YOUR GOAL: In the lines below, find the one that contains "of the side" and write it out exactly, along with every line that follows it.

** Start **

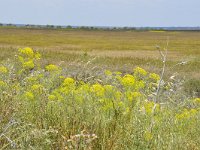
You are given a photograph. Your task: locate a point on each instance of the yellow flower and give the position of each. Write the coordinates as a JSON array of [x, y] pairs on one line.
[[108, 73], [148, 136], [51, 97], [29, 64], [68, 82], [197, 101], [37, 87], [27, 52], [154, 76], [2, 83], [186, 114], [98, 89], [29, 95], [3, 69], [128, 80], [37, 55], [52, 68], [140, 71], [149, 107]]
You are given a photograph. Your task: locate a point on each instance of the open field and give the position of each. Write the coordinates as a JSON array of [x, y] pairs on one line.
[[87, 90], [113, 49]]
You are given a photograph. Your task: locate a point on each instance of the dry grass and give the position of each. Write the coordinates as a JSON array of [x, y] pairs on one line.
[[116, 50]]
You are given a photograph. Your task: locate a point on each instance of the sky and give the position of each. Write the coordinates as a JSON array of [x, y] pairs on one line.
[[132, 13]]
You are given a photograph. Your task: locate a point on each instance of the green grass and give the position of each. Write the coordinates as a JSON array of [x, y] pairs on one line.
[[81, 106]]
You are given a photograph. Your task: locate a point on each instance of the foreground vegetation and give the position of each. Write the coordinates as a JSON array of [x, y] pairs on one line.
[[53, 107]]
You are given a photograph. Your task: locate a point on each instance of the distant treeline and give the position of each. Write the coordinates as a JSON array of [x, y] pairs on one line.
[[69, 27]]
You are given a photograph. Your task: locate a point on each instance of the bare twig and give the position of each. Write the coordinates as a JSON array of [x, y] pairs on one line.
[[163, 57]]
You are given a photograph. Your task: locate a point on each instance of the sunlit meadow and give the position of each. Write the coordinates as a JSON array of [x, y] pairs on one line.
[[53, 107]]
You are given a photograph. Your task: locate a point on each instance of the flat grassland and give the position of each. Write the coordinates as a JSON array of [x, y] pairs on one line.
[[115, 50], [97, 95]]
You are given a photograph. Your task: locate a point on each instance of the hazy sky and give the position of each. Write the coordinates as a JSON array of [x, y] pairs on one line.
[[102, 12]]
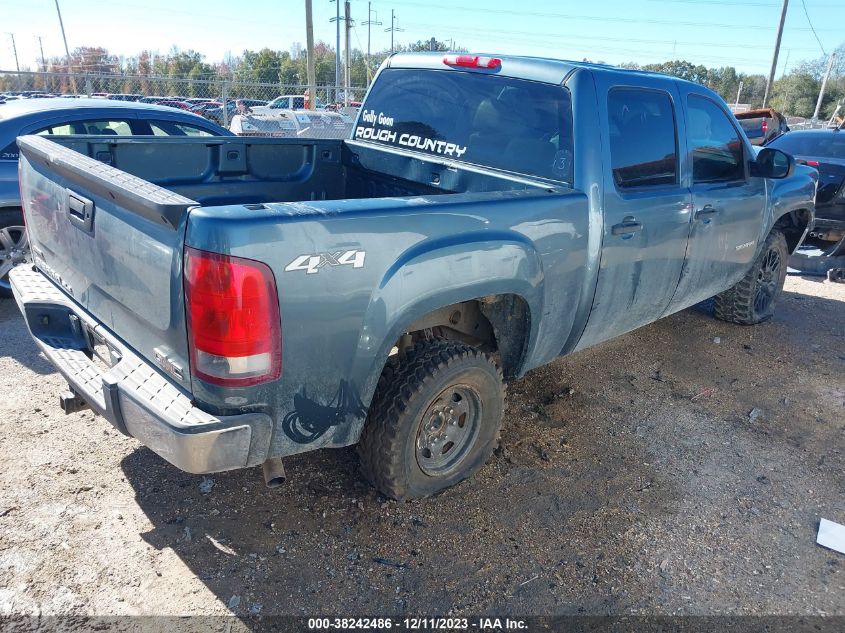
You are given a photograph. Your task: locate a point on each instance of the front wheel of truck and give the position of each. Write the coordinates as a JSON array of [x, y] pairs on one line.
[[14, 248], [753, 299], [434, 420]]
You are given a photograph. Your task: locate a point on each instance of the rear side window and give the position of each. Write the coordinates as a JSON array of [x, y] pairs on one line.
[[643, 140], [100, 127], [511, 124], [171, 128], [10, 152], [812, 144], [715, 144]]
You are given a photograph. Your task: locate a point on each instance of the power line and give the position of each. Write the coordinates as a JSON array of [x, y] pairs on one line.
[[803, 4], [603, 18], [393, 29]]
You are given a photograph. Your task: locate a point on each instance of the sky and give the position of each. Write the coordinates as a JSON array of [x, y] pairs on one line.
[[714, 33]]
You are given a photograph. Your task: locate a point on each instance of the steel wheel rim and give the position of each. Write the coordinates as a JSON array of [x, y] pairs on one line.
[[767, 280], [448, 430], [14, 250]]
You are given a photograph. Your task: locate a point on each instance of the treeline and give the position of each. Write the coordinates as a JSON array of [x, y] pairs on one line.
[[794, 93], [168, 72]]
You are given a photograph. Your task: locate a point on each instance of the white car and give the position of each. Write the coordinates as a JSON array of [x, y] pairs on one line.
[[298, 123]]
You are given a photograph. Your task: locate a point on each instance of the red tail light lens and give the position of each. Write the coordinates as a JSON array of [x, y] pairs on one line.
[[472, 61], [232, 313]]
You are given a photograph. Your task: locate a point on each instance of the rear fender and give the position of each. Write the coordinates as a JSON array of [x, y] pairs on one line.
[[435, 274]]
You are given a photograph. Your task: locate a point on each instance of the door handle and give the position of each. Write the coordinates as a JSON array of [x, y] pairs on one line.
[[706, 212], [628, 226], [80, 211]]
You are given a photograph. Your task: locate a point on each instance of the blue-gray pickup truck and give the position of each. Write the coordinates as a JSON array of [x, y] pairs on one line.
[[232, 301]]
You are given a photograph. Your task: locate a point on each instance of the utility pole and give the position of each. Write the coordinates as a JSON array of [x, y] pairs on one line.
[[309, 60], [369, 22], [824, 85], [786, 63], [771, 79], [347, 74], [64, 38], [67, 50], [43, 61], [393, 28], [17, 65], [336, 21], [15, 51]]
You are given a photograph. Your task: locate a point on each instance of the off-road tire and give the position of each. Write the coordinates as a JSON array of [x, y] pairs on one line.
[[8, 218], [737, 305], [407, 389]]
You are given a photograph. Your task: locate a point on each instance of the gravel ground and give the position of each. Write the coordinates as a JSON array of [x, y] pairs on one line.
[[631, 479]]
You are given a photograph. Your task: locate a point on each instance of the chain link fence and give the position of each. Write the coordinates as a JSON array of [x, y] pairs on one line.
[[225, 93]]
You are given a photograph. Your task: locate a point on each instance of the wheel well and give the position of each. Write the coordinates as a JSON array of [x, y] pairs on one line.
[[793, 225], [497, 323]]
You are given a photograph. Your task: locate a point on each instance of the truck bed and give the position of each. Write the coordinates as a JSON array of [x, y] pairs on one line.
[[280, 201], [224, 170]]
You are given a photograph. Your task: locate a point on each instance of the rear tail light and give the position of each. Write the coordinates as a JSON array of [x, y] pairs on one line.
[[472, 61], [232, 312]]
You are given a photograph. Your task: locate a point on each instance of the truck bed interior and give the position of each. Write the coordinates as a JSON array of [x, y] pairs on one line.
[[217, 171]]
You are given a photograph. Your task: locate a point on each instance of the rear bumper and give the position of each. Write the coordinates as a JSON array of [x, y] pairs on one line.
[[131, 394]]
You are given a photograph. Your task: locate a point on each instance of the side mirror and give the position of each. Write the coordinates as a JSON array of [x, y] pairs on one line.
[[773, 163]]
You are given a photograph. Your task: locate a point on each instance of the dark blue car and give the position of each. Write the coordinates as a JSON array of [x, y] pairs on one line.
[[63, 117]]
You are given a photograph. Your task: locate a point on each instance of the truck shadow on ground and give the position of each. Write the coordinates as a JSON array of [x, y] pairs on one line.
[[582, 509]]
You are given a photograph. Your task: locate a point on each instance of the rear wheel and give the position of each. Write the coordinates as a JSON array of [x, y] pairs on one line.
[[14, 247], [434, 420], [753, 299]]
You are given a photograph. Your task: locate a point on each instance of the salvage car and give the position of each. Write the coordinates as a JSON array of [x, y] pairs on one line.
[[823, 149], [763, 125], [80, 116], [241, 300]]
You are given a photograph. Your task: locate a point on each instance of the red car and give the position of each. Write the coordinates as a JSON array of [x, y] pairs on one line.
[[174, 104]]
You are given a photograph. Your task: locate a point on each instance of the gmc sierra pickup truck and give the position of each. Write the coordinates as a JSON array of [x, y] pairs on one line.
[[231, 301]]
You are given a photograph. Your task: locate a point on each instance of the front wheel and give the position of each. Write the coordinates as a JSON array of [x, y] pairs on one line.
[[753, 299], [434, 420], [14, 247]]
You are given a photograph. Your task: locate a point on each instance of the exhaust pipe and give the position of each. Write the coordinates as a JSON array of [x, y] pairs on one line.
[[274, 472], [70, 402]]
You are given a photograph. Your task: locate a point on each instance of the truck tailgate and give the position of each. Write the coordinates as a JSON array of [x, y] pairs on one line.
[[113, 242]]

** End **

TASK RESPONSE:
You are given a photograph. Your task: locate a point on each instance of the side mirror and give the position of each. Write the coordinates as a JSON array of [x, y] pairs on one line.
[[773, 163]]
You are given a photograph. Your task: locate a point on each instance of the dark blue car and give the position of each. Write the coordinates as a JSON array of [x, y] pairs on one line.
[[63, 117]]
You are given a photograph. Your task: locate a point on each instance of the truck shadow on ground and give the position of each. Write the coordinates as a JSON array of [x, y] pairs on one line.
[[582, 509]]
You are given a photograph. Your task: locate a point on each instance of the rear wheel and give the position of each. Write the coordinates as a JSON array of [x, y] pairs on one line.
[[14, 247], [434, 420], [753, 299]]
You are given a photograph. Your task: locate a point on each instance of the salvage car and give the position of each. Write the coordinates as a JSON array of [x, y] pairs on one line.
[[823, 149], [763, 125], [80, 116], [241, 300]]
You are given a photograph. Your task: locate a point on each instance of the red car and give the position of each. Write the coordinates as a JSON array of [x, y] pairs on one line.
[[174, 104]]
You are given a photograph. Your task: locate a point on each instance of the gmc sierra pickup truck and give the position of each. Write the coordinates as a JSON array of [x, y] pairs on one line.
[[231, 301]]
You are given a photograph. Your task: locate a point on each instance of the front wheel and give the position of each. Write the coordinates as a JSON array of [x, y] pairs on one line.
[[753, 299], [434, 420], [14, 247]]
You are given a photograph. Your task: locate a point on each instance of the exhaust pipe and give the position of each. Write the coordinates as a JSON array of [x, y] pairs on one line.
[[274, 472], [70, 402]]
You are given a photograph. Your task: locate a point on each instance of the truck tailgate and give the position of each. Write the coordinates as a JSON array of [x, y] pairs on one line.
[[113, 242]]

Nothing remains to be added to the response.